> 文書抜粋
■ ■ ■

なお、愛宕下橋の牛島側では、南大通り・有楽町・牛島橋・城南中学校経由日赤病院線のルートと重なっており、逆向きで少し本数(平日3往復)は増える。
2022年9月で愛宕下橋経由二ツ屋線は廃止。愛宕下橋を渡るバスは11年でなくなってしまった。】


代替路線がない二ツ屋上丁から先について。
牛島旧道経由の他系統と同じ道で、二ツ屋下丁の三叉路で国道13号へ出て、大野口。
現在の主要系統である、御野場団地線や仁井田御所野線(ニュータウン御野場経由)は、大野口から先も、しばらく国道を進む(下の地図参照)。
雄和線は、大野口の次の三叉路で再び旧道へ分かれる。
地理院地図に加筆。緑線が雄和線、赤茶色線が御野場・御所野方面各路線
バス停順は、切上-仁井田-仁井田本町四丁目-目長田入口-仁井田横町-中野-四ツ小屋小学校入口-四ツ小屋駅前-(以降略)。
仁井田の集落内を進み、「四ツ小屋入口」交差点で国道13号を横断して、御野場団地を横目に、四ツ小屋の集落内を抜ける。大きい県道はごく一部で通るだけで、ほぼ狭い旧道。

この区間は雄和線単独だったので、廃止・代替なしにより、これらの停留所も廃止。
ただし、四ツ小屋駅前のバス停だけは、国際教養大学-イオンモール秋田の路線が延長されて四ツ小屋駅前発着になったため存続。
また、仁井田横町は、国道側に片道だけ、御所野発直通車庫行き用の同名バス停があるので、名称としては存続。

この切上~仁井田横町~四ツ小屋のルートは、近年はめっきり本数が少なくなっていたが、昔は、中央交通の複数の路線が通っていた。
2014年春まではイオンモールまで行く系統もあったが、これは以前の雄和線の廃止代替路線。以前の雄和線が走っていた10年ほど前は、2時間に1本かそれ以上は通っていた。

国道より南側の御野場側は(昭和末の)新興住宅地で、市営バスも路線を持っていたのに対し、北側の旧道は古くから家があり、市営バス移管以前から中央交通が幅を利かせていたようだ。
こちら側こそが、仁井田のバス路線網の原点なのだろうが、それが消滅した。

廃止直前に、切上から目長田入口だけであるが、ルートをたどってみた。
切上の三叉路から四ツ小屋入口交差点までの距離を測ると、旧道経由でも13号線経由でも、約1.5キロでほぼ同じ。
地図の通りバス停は旧道に5つ、13号線に4つ(御野場団地入口も含めて)。13号線はほぼ等間隔なのに対し、旧道はまちまち。
大野口側から切上の三叉路方向
ここで分岐して左へ。ちなみにこの三叉路は少し不思議な構造で、かつて市営バスがその恩恵を受けていた。いずれまた。
旧道に入ってすぐは、センターラインはないが片側に歩道がある。
三叉路分岐から350メートル、大野口から550メートルほど進んで、最初のバス停「切上」。

■ ■ ■

> 参照データ
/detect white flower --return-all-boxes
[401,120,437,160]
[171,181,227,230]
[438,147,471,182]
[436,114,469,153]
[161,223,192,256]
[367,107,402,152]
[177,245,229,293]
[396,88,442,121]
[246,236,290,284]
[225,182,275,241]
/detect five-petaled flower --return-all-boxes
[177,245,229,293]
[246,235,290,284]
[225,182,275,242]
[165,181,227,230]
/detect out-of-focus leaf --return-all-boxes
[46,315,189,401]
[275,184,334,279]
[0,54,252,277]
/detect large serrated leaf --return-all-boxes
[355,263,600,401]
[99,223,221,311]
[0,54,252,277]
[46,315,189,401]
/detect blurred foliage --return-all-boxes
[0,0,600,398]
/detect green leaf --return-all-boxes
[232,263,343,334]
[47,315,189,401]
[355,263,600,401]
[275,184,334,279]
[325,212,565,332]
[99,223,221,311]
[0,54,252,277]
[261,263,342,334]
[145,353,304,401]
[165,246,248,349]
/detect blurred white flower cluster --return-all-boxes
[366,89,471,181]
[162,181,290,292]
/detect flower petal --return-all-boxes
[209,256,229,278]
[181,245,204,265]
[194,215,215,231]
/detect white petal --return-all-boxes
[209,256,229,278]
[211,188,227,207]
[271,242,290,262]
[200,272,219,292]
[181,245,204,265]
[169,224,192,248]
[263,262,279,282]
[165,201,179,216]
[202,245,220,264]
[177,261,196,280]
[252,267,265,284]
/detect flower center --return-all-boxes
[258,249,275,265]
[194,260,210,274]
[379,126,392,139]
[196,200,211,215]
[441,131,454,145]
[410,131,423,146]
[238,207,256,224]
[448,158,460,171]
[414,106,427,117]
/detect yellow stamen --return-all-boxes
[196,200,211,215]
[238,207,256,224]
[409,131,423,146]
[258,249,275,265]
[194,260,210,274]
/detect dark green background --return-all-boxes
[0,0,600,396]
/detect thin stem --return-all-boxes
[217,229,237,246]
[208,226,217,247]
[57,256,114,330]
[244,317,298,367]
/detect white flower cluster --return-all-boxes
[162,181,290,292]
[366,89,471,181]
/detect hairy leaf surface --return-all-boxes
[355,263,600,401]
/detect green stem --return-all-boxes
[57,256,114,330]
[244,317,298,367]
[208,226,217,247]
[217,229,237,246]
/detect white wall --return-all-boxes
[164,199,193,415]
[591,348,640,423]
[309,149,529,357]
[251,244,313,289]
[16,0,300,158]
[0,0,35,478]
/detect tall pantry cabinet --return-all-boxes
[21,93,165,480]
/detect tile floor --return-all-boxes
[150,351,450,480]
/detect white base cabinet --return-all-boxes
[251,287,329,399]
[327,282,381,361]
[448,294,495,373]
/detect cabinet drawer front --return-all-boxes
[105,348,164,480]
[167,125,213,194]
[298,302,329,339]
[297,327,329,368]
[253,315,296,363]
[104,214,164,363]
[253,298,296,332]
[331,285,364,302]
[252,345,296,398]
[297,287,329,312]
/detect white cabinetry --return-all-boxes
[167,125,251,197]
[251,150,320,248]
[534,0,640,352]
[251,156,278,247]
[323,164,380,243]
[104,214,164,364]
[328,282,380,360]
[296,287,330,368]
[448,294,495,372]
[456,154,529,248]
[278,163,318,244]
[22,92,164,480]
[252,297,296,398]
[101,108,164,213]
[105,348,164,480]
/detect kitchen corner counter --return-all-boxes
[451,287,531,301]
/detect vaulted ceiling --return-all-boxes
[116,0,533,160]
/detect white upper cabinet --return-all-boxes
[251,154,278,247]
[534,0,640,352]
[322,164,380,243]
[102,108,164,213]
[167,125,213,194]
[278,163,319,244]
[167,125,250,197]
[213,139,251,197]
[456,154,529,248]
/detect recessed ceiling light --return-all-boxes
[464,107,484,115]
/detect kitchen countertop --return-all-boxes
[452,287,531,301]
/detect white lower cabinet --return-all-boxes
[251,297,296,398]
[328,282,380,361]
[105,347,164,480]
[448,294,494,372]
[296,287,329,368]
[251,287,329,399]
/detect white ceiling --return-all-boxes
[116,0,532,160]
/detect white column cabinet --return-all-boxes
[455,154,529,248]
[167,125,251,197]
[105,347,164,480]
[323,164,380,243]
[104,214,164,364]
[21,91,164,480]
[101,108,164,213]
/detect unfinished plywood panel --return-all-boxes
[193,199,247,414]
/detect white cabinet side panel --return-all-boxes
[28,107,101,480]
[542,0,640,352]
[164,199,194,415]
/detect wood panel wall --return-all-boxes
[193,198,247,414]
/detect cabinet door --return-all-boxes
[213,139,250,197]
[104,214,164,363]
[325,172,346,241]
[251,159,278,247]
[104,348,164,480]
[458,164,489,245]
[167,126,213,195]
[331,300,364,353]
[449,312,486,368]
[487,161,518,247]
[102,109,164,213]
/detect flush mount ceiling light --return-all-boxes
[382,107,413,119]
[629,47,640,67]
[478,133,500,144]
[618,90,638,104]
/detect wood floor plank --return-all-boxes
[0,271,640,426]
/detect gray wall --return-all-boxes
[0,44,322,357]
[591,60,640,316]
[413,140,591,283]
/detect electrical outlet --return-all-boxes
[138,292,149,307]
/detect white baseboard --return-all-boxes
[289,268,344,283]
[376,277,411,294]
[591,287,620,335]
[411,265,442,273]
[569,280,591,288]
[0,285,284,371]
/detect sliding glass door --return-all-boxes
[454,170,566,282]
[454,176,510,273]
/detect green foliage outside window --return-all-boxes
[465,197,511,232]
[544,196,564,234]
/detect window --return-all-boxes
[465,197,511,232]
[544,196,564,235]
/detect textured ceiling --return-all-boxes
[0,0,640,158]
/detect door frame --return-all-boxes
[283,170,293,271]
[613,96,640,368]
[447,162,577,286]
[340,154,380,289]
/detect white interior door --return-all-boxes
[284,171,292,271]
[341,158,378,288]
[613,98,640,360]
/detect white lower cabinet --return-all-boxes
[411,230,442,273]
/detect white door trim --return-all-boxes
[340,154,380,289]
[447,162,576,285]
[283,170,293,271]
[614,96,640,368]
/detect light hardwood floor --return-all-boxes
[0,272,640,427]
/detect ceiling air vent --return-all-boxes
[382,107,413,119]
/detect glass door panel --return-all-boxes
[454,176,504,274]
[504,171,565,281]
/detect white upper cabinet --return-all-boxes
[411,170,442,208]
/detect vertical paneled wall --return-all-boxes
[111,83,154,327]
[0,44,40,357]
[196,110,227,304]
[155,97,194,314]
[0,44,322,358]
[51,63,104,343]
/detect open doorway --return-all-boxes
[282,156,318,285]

■ ■ ■

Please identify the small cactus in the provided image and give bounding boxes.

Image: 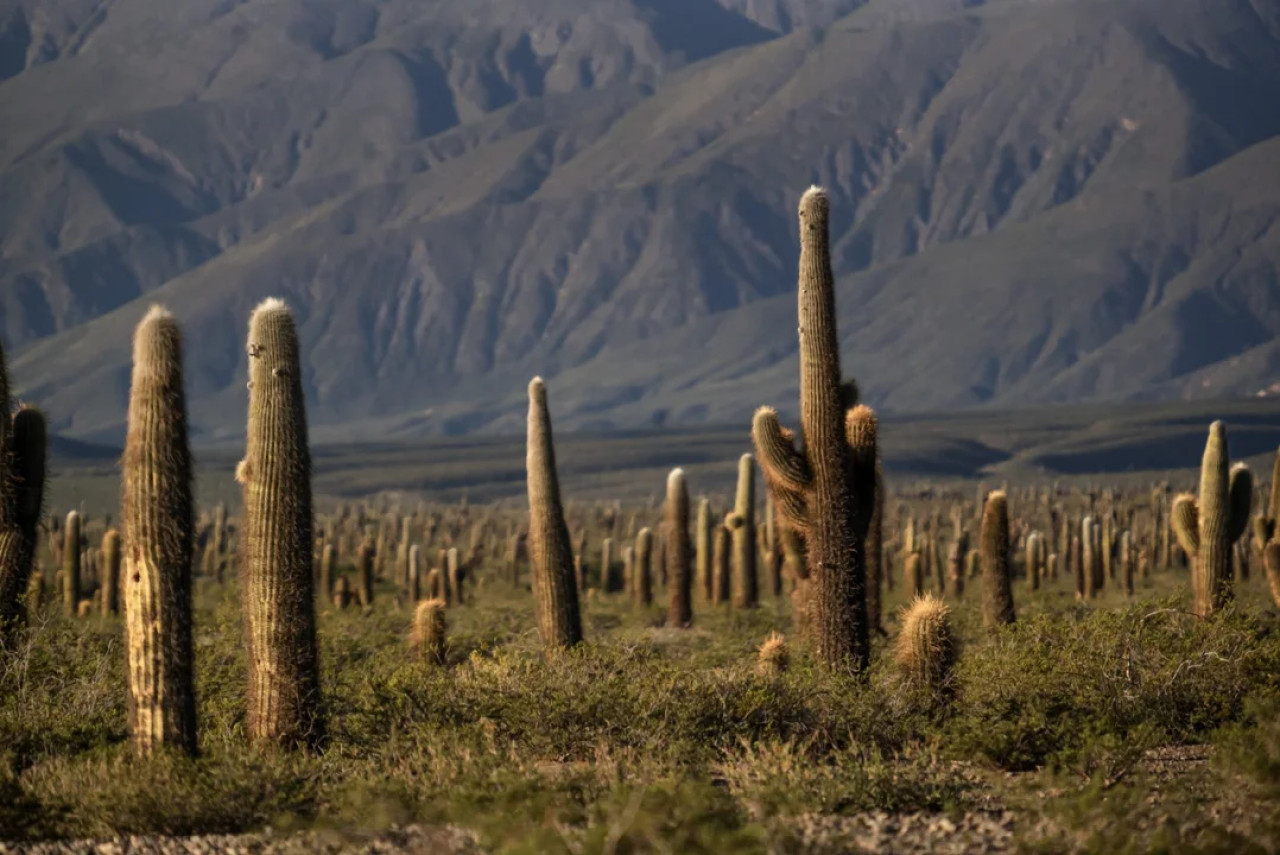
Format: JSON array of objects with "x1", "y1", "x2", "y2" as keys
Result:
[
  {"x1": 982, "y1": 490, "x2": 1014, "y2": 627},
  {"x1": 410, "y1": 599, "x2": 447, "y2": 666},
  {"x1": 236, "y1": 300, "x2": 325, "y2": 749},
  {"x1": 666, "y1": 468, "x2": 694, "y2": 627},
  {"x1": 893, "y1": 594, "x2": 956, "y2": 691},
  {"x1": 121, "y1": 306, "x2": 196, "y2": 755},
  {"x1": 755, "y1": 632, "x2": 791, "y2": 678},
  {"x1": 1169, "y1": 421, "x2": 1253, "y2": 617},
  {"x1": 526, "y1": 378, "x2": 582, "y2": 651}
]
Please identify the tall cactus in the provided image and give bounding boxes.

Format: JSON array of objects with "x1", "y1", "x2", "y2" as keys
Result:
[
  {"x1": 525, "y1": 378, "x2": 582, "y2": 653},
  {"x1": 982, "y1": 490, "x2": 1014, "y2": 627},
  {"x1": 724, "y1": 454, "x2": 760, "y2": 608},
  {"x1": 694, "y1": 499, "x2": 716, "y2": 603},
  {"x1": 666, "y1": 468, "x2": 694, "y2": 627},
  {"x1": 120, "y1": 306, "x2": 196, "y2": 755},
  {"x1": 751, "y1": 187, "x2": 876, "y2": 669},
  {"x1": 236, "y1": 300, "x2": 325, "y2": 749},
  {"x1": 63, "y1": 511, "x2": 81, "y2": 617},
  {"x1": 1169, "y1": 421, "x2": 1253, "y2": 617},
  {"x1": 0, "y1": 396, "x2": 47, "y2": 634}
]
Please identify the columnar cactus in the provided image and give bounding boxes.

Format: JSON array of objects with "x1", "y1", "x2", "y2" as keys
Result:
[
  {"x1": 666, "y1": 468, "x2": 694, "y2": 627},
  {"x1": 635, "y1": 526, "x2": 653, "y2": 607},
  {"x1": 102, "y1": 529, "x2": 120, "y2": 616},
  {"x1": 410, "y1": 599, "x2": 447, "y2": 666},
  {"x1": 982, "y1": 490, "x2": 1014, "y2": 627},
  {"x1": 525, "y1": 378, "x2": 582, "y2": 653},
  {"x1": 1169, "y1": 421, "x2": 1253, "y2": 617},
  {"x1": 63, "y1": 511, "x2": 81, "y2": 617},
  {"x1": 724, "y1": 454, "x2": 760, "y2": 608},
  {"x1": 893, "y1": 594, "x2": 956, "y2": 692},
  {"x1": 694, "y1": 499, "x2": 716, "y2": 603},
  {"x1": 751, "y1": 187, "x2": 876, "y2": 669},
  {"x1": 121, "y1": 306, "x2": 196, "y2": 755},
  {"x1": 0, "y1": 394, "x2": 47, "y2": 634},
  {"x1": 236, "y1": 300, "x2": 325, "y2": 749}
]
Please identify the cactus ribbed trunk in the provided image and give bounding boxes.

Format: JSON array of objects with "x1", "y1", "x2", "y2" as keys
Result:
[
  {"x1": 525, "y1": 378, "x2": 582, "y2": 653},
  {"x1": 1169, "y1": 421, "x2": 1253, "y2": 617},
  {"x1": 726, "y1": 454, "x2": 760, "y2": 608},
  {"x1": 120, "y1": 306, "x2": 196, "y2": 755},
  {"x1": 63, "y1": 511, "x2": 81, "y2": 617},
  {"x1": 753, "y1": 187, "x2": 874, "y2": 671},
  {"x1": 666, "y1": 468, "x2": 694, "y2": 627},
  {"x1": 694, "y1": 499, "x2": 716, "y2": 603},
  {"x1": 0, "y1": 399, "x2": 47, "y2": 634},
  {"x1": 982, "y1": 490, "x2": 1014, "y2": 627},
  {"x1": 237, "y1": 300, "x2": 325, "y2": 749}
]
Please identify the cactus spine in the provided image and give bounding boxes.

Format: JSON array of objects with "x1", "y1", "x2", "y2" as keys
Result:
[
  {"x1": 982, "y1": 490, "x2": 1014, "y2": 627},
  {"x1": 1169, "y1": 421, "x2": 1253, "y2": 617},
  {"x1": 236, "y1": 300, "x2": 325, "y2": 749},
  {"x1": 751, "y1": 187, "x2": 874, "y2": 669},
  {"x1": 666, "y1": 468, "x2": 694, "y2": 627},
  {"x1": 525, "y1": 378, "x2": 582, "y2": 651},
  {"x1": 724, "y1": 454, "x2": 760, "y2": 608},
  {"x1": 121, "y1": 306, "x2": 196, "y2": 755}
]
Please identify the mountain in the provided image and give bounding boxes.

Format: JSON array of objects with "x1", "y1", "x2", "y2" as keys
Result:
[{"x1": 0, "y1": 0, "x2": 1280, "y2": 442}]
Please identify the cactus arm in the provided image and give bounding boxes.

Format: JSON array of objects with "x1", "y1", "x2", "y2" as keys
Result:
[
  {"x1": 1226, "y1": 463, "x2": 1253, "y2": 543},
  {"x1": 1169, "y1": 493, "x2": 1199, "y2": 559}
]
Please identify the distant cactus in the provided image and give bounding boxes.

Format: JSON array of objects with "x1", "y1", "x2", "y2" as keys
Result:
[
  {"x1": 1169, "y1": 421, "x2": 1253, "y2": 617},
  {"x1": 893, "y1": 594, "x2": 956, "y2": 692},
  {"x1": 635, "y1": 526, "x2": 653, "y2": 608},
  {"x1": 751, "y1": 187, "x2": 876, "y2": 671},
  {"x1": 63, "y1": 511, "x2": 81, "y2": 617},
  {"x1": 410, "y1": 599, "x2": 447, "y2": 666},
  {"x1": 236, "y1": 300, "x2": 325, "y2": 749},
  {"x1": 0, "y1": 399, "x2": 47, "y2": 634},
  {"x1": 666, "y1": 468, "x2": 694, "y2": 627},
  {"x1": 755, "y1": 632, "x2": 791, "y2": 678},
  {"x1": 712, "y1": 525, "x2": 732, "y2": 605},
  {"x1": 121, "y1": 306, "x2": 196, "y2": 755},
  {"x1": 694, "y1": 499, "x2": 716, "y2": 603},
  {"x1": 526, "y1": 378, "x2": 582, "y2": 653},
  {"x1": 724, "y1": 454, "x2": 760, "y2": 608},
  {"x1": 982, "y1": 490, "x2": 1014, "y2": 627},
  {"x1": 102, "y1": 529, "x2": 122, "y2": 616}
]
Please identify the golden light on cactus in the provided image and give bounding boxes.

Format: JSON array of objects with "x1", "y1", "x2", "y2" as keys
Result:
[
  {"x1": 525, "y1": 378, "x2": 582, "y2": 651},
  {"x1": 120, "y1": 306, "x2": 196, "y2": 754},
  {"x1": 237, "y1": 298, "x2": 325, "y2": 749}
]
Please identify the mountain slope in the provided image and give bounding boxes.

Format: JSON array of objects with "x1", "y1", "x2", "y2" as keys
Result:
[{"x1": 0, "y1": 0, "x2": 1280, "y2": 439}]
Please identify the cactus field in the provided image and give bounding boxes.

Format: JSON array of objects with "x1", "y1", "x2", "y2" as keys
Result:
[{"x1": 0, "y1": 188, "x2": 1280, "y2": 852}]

■ ■ ■

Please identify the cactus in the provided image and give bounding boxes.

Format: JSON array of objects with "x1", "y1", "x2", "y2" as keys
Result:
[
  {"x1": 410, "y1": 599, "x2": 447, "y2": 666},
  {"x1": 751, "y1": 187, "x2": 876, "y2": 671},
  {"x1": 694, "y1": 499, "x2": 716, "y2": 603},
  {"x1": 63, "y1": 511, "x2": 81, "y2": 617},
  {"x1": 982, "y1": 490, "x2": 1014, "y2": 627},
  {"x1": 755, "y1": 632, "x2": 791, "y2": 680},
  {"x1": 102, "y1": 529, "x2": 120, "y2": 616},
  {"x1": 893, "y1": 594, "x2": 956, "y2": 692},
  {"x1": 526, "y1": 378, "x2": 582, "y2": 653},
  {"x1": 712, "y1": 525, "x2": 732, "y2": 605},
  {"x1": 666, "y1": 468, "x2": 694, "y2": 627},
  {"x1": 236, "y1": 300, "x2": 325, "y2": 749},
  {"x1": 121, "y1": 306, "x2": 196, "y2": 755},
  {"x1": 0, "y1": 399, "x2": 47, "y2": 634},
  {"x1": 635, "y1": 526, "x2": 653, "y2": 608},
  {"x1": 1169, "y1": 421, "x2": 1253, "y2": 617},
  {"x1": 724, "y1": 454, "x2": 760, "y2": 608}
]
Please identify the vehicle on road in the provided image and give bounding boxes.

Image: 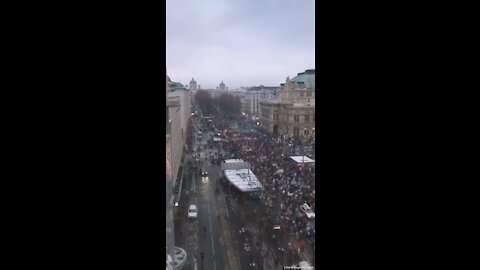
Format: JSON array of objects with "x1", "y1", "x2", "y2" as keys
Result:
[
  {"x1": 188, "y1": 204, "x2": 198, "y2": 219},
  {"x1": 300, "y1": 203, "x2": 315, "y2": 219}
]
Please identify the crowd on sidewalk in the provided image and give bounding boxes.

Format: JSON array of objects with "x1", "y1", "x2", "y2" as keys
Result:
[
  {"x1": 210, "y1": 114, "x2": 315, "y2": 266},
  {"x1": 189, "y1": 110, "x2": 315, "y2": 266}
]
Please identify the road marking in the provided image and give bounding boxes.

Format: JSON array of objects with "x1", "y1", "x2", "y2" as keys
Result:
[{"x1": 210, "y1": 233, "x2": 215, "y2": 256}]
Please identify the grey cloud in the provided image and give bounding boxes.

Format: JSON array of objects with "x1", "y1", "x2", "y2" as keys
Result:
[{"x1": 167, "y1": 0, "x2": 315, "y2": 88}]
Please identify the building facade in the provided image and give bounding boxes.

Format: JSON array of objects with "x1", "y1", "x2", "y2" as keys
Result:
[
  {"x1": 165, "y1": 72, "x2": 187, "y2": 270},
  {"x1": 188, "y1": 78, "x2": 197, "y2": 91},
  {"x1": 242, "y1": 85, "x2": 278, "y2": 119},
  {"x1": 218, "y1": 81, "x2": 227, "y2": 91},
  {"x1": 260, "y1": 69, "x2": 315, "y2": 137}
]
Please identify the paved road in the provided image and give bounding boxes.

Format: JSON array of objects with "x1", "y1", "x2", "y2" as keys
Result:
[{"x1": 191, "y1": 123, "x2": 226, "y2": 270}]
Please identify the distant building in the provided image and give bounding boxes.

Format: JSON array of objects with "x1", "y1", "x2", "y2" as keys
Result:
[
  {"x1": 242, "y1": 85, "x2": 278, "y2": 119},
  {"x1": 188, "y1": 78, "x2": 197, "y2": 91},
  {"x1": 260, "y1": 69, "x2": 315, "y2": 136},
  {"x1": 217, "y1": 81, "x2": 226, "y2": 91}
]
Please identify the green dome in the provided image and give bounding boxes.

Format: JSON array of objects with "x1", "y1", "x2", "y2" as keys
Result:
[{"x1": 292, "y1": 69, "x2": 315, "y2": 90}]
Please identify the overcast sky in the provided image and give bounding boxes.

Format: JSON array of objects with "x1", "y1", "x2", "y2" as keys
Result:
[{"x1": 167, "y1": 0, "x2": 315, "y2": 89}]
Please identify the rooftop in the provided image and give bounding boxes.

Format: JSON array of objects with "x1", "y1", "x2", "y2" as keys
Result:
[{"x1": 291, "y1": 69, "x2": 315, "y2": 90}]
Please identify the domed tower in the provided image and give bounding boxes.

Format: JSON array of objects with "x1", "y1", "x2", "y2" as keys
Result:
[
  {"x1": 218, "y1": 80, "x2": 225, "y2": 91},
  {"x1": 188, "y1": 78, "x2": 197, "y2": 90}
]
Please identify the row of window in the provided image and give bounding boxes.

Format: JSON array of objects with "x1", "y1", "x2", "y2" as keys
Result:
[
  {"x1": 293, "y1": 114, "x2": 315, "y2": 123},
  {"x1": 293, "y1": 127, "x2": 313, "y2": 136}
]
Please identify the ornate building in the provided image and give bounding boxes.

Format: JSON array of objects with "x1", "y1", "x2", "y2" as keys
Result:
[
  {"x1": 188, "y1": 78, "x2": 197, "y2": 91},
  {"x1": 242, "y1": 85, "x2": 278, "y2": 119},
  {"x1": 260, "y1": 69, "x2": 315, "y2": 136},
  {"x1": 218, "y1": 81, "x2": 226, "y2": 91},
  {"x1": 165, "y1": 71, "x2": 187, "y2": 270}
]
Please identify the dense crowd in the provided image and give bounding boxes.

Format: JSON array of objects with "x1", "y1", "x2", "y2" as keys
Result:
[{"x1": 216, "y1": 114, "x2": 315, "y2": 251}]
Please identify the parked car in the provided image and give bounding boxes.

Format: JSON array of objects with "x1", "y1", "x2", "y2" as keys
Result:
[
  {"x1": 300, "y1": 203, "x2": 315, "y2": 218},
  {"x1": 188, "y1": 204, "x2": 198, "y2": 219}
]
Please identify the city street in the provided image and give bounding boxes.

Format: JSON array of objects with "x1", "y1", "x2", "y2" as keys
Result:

■ ■ ■

> 課題 A
雄和線についての文章にある「旧道に入ってすぐは、センターラインはないが片側に歩道がある。」という一文を英語に訳す。
> 課題 B
雄和線についての文章の続きを、最後の文の次から書き継いでください。

> 解答 A
Right after entering the old road, there is no center line, but there is a sidewalk on one side.

> 解答 B
国道側では大野口から350メートルほどで「上新田」なので、旧道のほうがバス停間隔が長い。
ポールは片側だけ
昔の弘南バスではよくあって、秋田でもまれにある「両方向運行なのにポールは片側にしかない」設置。
歩道がない側に置かれているが、これは乗車客が多い上り側だからだろう。
時刻表は上下がまとまって掲出
ポールは、中央交通生え抜きバス停ならではの「バスで行こう」タイプ。
バス停名が手書きで、「次は」欄もあるのは標準的だが、パイプが白っぽく塗装されていたような痕跡があるのは珍しい。
両面とも「次は大野口」で上り側向け表示

すぐにちょっと複雑な交差点を左折してしばらく直進。切上から400メートルで「仁井田」。
両側にポール

下り側
それにしても「仁井田」とはなんと大雑把なバス停名か。【21日補足・「大字」レベルや小学校の「学区」に相当する広範囲な地名であり、その地域内にバス停はたくさん存在する】
秋田市内では旧国道に「八橋」というバス停もあるが、それは元市営バスの通町経由将軍野線用。
昔は、ここが仁井田の中心地で、仁井田を代表する場所だったのだろう。
今となっては、「仁井田御所野線(13号線・ニュータウン御野場経由のこと)」はここを通らないなど、まぎらわしいけど、問題になるほどメジャーなバス停でもなかった。

下り側ポールは、パイプが着色されていない、最も典型的なバスで行こうタイプ。「次は」は空欄だけど。一方、
上り側
基本的には同じだが、バス停名部分が黄色地に、パソコンの角ゴシック体の黒文字で表示されている。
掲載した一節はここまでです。